Data items
# # #

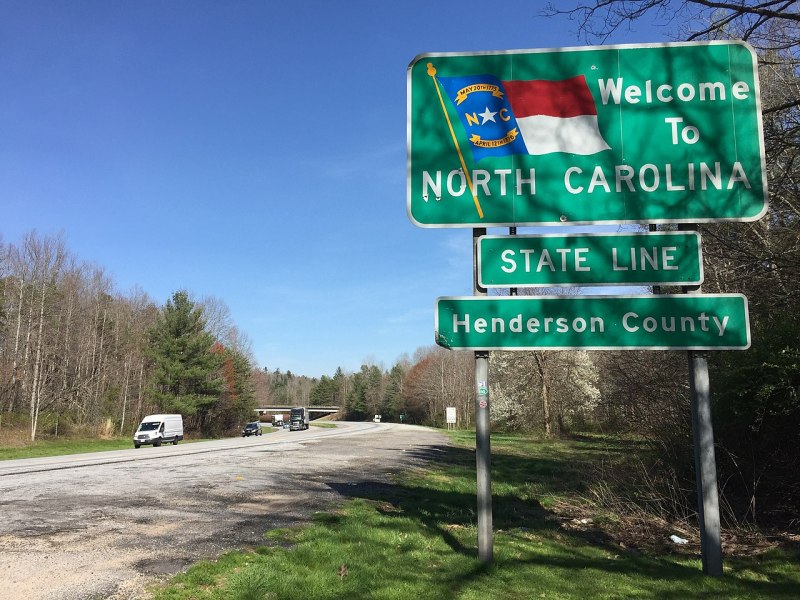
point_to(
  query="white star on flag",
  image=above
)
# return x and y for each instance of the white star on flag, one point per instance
(487, 116)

# # #

TO BE DONE:
Write out the items above again, swapping every "flag" for "banner" and keeping everything else the same. Omit the pictures from your answer.

ANSWER TO THIS PROBLEM:
point_to(
  query="white star on banner",
  image=above
)
# return x and y for each instance of the white star on banner, one point per instance
(487, 116)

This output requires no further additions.